What you will do:
Go through the records and tally the lines that include the word "logo". The answer is that total alone.

*** Given data ***

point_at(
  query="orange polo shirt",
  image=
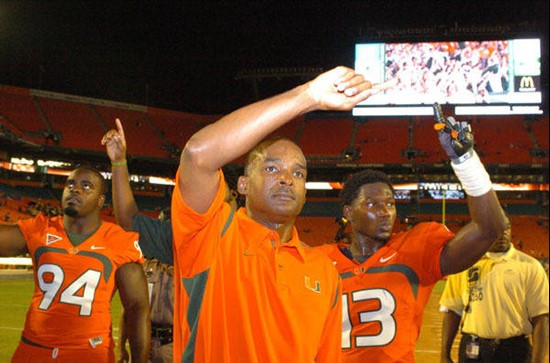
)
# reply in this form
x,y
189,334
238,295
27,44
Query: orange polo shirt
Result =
x,y
243,296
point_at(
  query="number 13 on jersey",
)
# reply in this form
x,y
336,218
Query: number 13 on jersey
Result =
x,y
382,316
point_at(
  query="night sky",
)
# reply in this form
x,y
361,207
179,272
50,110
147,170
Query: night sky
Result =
x,y
186,55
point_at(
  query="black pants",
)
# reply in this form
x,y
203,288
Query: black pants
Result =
x,y
512,350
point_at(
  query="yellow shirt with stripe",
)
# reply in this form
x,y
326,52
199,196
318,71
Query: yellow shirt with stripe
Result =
x,y
503,293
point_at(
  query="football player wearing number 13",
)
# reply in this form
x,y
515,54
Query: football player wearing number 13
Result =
x,y
78,262
387,279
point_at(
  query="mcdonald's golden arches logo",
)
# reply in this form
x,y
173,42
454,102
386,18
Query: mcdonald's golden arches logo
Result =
x,y
527,82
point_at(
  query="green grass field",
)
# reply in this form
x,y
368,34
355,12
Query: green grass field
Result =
x,y
15,297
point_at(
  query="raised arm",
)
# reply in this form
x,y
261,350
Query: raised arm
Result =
x,y
230,137
12,241
123,356
132,288
488,220
123,200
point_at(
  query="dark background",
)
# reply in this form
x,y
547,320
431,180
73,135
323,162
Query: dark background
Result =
x,y
195,56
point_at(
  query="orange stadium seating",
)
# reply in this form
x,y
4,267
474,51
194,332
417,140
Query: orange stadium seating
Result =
x,y
319,137
69,118
19,111
382,141
502,140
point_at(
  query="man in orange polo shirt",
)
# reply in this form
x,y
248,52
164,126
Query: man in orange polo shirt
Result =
x,y
247,289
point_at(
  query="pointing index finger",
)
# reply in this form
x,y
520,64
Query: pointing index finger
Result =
x,y
120,129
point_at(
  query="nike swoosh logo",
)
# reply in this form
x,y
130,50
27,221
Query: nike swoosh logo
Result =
x,y
386,259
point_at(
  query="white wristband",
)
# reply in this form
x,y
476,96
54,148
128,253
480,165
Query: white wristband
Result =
x,y
472,175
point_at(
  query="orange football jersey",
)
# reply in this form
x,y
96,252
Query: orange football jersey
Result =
x,y
70,307
384,297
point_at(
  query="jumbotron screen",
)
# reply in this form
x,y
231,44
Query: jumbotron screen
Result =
x,y
476,77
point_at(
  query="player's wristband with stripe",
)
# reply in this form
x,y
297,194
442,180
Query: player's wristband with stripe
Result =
x,y
472,175
122,163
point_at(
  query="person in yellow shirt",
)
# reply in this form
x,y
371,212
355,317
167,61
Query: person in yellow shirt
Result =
x,y
497,303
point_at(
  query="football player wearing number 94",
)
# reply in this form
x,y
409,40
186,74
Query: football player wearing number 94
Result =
x,y
387,278
78,262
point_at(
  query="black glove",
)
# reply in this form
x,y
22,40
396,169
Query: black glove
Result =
x,y
455,137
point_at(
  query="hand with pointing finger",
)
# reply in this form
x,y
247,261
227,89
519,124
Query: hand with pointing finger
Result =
x,y
115,143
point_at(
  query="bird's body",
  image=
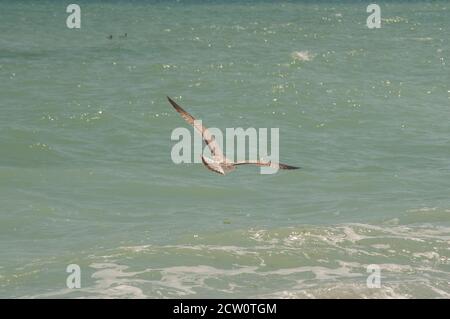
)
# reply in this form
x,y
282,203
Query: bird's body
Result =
x,y
219,163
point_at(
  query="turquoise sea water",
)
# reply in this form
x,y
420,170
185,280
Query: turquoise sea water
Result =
x,y
85,170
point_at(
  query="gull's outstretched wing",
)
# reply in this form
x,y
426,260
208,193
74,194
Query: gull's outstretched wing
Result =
x,y
204,132
271,164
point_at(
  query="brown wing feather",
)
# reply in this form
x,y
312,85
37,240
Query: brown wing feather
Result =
x,y
204,132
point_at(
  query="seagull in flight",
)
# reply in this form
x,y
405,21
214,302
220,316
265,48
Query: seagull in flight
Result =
x,y
219,163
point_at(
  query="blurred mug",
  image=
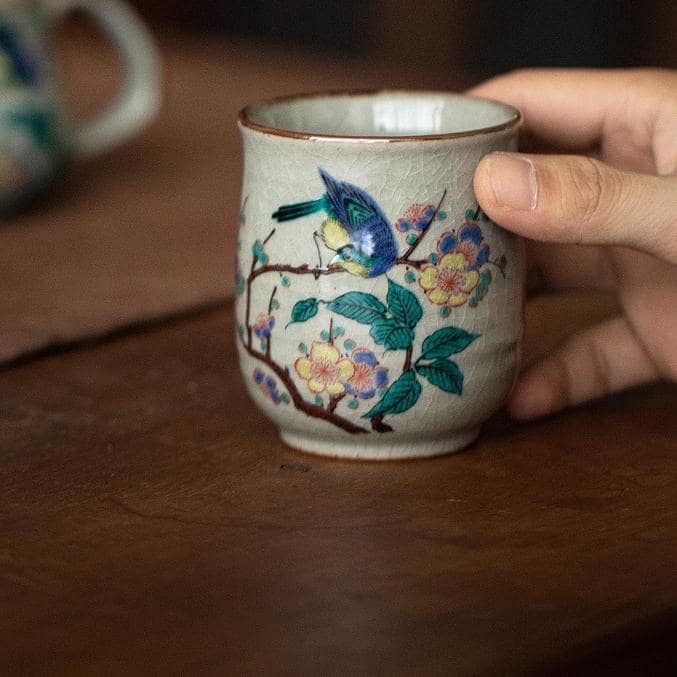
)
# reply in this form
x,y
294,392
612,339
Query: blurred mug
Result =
x,y
36,134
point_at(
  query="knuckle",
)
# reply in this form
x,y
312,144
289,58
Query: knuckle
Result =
x,y
593,190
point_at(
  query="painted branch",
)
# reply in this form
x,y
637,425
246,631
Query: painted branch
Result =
x,y
405,257
379,426
414,263
303,269
247,312
313,410
407,359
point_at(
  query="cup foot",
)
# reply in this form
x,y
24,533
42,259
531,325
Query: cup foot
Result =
x,y
361,450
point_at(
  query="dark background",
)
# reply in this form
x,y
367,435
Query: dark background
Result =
x,y
485,37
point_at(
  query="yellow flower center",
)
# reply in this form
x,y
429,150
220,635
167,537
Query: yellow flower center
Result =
x,y
450,281
323,371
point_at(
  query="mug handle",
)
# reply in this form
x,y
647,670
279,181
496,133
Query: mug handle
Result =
x,y
139,100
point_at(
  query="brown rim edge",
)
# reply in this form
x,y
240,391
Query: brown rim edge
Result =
x,y
245,120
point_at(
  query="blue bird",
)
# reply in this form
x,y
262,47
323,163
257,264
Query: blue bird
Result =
x,y
356,227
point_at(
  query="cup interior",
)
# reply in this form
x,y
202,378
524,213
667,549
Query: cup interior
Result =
x,y
386,114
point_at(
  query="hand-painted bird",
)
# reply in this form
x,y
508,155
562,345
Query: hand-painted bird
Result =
x,y
356,228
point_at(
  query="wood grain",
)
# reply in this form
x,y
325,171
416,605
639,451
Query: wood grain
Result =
x,y
152,523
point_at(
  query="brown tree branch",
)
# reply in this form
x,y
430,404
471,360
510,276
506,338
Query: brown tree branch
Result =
x,y
313,410
405,257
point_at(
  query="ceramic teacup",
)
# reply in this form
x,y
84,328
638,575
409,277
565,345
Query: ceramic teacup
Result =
x,y
36,132
379,310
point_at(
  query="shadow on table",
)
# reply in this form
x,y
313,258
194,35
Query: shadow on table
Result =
x,y
648,648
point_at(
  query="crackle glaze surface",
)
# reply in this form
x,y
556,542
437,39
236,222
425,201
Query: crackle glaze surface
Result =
x,y
379,310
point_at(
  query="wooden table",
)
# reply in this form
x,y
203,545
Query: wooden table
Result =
x,y
152,523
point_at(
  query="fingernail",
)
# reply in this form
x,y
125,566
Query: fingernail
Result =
x,y
513,178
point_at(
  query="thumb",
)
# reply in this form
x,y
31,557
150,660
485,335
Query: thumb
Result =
x,y
567,198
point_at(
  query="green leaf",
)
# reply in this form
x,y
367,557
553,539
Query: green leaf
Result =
x,y
403,305
401,396
358,306
446,341
444,374
303,310
391,334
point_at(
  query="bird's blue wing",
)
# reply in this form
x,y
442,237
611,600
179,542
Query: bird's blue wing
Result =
x,y
352,206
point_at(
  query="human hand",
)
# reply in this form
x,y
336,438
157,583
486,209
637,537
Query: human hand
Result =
x,y
608,214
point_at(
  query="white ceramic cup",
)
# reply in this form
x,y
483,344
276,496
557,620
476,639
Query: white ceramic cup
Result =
x,y
379,310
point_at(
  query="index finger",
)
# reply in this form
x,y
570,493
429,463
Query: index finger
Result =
x,y
576,109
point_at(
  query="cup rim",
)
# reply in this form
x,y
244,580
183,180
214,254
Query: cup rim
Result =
x,y
245,120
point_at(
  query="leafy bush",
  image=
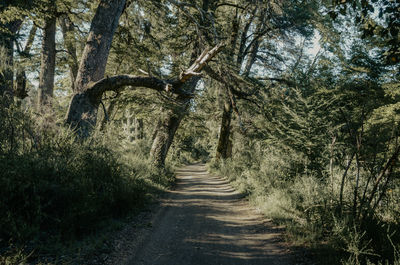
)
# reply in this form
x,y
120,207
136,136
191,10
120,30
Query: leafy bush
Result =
x,y
52,184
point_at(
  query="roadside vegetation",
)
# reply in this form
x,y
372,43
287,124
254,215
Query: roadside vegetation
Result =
x,y
61,196
296,102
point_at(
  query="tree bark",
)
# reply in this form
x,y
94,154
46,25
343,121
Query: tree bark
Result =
x,y
7,48
21,90
167,126
224,134
82,112
97,48
47,64
67,28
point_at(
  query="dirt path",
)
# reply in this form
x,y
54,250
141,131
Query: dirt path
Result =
x,y
204,222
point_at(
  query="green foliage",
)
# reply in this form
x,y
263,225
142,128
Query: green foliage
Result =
x,y
53,186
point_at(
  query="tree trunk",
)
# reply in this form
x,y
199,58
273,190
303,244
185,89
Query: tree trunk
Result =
x,y
67,28
167,126
225,131
47,64
82,113
7,52
21,90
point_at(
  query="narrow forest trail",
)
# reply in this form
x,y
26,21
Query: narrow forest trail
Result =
x,y
205,222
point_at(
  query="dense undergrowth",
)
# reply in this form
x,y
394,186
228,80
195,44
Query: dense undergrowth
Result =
x,y
309,207
55,190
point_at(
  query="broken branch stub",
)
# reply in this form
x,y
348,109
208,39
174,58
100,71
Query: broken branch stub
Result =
x,y
201,61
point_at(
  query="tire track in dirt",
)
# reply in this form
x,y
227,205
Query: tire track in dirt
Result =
x,y
205,221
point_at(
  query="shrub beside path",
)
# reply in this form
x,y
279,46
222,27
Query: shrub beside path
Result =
x,y
205,221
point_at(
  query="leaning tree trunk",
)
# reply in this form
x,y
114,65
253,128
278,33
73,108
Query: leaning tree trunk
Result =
x,y
7,48
21,90
47,64
167,126
225,131
67,28
82,112
90,84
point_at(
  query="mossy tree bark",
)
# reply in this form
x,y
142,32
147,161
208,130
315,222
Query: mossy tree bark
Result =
x,y
225,131
7,51
47,64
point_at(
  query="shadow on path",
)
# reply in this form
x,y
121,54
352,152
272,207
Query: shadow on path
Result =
x,y
204,221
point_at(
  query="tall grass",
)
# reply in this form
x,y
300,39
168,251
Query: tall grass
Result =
x,y
53,185
309,207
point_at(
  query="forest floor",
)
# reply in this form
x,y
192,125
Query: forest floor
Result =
x,y
203,220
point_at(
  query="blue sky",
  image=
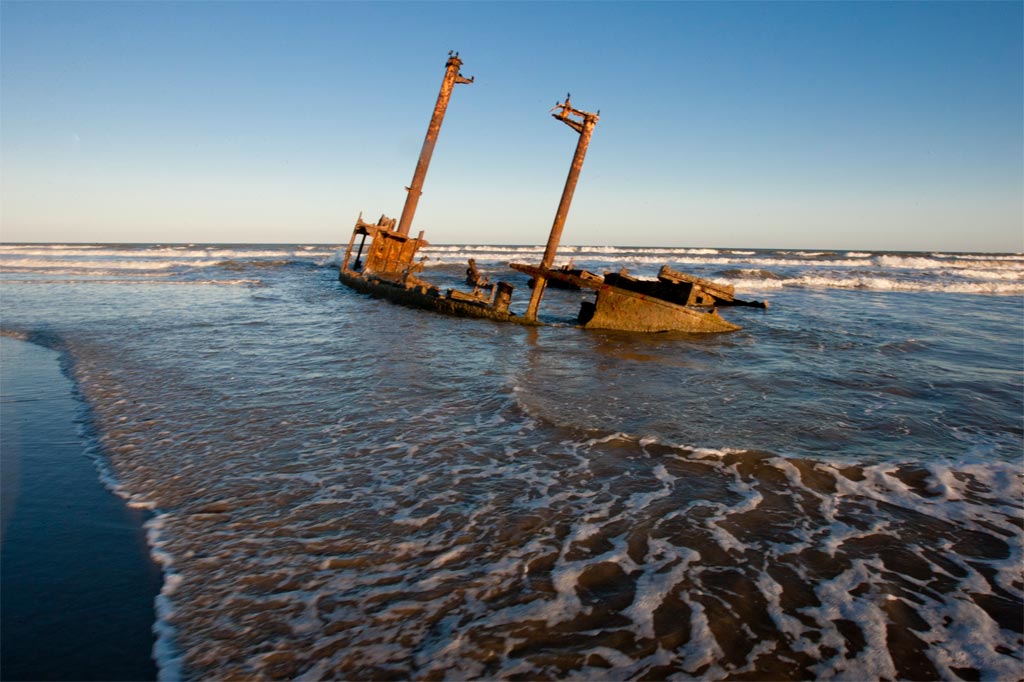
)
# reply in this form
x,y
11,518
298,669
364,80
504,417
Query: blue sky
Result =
x,y
776,125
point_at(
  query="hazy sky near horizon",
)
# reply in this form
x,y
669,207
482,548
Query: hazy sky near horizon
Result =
x,y
832,125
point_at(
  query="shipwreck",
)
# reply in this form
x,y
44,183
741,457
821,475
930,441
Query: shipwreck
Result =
x,y
384,263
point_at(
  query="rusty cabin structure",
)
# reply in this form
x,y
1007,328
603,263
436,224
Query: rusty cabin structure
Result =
x,y
388,267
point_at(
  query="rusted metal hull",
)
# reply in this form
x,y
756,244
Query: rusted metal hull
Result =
x,y
426,297
620,308
626,310
675,302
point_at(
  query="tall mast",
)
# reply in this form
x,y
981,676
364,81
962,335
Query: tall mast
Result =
x,y
452,76
584,126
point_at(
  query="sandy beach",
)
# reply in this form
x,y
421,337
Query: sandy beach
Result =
x,y
78,585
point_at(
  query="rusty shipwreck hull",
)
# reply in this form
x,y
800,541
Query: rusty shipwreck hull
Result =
x,y
648,306
674,302
427,298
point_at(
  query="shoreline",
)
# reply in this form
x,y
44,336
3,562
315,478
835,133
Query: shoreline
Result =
x,y
78,583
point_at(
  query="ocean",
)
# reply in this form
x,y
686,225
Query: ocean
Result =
x,y
342,487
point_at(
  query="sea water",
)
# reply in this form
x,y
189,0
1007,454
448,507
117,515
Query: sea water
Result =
x,y
342,487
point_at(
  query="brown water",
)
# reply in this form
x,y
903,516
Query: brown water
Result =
x,y
345,488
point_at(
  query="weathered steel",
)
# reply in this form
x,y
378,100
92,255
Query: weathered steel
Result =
x,y
452,77
585,126
673,302
626,310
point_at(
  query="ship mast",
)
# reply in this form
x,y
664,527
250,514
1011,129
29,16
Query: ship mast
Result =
x,y
452,76
583,123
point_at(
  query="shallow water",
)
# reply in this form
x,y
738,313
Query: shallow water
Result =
x,y
345,487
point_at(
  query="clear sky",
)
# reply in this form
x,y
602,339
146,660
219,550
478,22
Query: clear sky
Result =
x,y
778,125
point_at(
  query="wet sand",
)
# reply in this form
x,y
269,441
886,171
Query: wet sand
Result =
x,y
77,584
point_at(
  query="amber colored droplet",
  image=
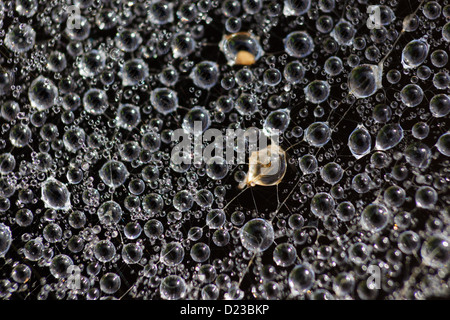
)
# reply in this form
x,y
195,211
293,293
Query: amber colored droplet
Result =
x,y
244,58
267,167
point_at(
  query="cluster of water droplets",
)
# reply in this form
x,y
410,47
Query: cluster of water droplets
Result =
x,y
94,203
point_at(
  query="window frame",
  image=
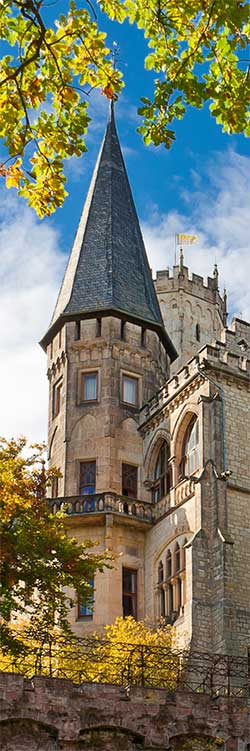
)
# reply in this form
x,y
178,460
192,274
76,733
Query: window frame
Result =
x,y
57,398
134,467
132,595
86,461
83,375
89,607
164,479
135,378
186,453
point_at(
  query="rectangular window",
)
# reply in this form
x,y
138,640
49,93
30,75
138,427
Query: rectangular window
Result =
x,y
129,480
57,398
77,330
130,390
89,387
98,327
87,478
129,592
54,488
87,609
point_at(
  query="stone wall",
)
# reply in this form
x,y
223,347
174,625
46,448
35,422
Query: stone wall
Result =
x,y
45,714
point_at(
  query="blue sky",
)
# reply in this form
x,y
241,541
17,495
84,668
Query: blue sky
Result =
x,y
200,186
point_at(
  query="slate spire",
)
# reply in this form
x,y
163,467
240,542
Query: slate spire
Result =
x,y
108,271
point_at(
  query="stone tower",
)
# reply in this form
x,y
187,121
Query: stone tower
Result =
x,y
193,311
108,352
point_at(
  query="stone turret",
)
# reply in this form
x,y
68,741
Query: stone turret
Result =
x,y
194,311
108,352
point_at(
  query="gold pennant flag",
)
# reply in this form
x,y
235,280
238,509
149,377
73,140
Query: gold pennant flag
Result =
x,y
186,239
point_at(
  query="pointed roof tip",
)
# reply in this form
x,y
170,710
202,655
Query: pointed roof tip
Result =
x,y
108,270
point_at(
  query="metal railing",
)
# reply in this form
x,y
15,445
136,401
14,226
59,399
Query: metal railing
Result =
x,y
103,502
96,660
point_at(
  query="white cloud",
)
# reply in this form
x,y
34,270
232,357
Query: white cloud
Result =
x,y
219,215
30,273
32,266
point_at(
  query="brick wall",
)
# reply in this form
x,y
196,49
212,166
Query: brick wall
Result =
x,y
49,714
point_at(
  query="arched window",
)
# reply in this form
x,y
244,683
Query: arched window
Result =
x,y
172,582
169,564
162,477
190,459
177,558
160,572
162,605
198,332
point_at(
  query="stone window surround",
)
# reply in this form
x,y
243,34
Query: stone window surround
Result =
x,y
131,374
164,582
81,373
57,397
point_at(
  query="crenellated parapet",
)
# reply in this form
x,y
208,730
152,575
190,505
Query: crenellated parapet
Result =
x,y
180,387
207,290
193,310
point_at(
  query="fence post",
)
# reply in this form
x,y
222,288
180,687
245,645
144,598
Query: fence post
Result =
x,y
142,665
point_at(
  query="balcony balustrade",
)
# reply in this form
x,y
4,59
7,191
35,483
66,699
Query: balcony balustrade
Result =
x,y
103,503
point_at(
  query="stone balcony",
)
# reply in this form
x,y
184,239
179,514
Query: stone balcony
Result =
x,y
103,503
112,503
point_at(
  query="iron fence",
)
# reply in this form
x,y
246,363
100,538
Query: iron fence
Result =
x,y
96,660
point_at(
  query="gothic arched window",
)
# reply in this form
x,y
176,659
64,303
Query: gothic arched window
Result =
x,y
160,572
162,475
169,564
177,558
198,332
172,582
190,459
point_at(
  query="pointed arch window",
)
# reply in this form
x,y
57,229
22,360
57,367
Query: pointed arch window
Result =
x,y
169,564
160,572
171,583
190,460
177,558
163,474
162,601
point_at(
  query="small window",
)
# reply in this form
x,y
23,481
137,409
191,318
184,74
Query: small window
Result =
x,y
77,330
123,330
177,558
54,488
130,390
169,564
87,609
190,450
89,387
163,474
143,337
198,332
87,478
98,331
129,592
160,573
57,398
129,480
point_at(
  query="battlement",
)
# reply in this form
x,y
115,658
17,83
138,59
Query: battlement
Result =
x,y
216,355
236,338
170,281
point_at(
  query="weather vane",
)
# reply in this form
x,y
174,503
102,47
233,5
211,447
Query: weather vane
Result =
x,y
108,90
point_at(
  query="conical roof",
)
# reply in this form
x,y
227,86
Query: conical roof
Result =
x,y
108,270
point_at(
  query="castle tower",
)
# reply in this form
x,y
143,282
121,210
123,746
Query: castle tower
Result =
x,y
193,311
108,352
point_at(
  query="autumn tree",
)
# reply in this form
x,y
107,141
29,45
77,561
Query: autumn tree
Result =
x,y
128,652
39,562
198,51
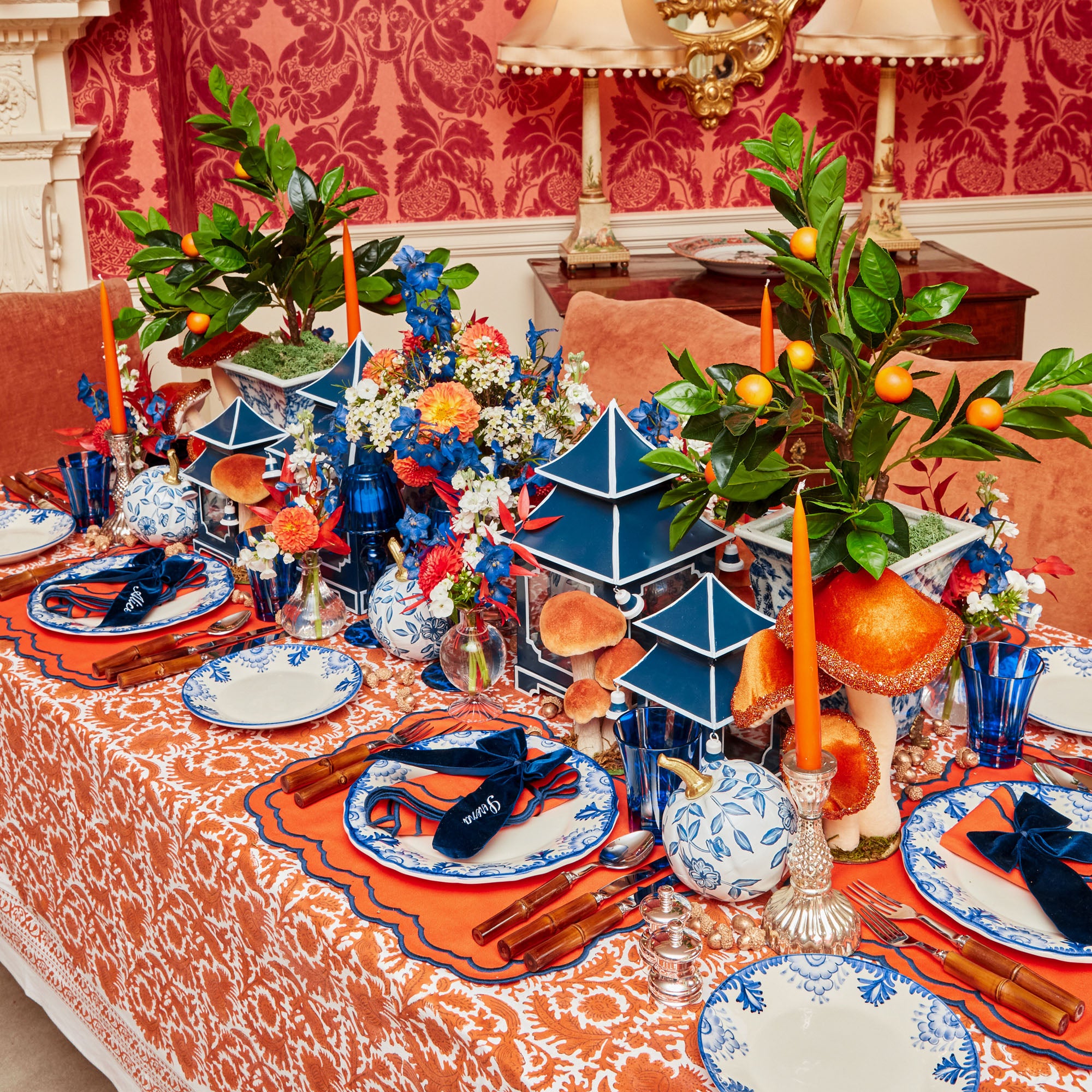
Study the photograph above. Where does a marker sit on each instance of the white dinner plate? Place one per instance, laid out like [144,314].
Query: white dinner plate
[802,1024]
[549,841]
[272,686]
[184,608]
[26,532]
[1063,697]
[984,903]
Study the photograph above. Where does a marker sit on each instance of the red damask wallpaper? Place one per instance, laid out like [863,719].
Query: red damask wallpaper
[405,92]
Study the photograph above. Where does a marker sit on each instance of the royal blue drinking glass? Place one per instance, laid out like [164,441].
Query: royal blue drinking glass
[87,477]
[270,594]
[644,734]
[1001,680]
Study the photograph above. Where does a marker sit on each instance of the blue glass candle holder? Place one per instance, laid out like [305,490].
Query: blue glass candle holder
[644,734]
[270,594]
[87,478]
[1001,680]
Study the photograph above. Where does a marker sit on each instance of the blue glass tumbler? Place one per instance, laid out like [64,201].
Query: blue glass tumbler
[87,477]
[1001,680]
[644,734]
[270,594]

***

Response for this exercise:
4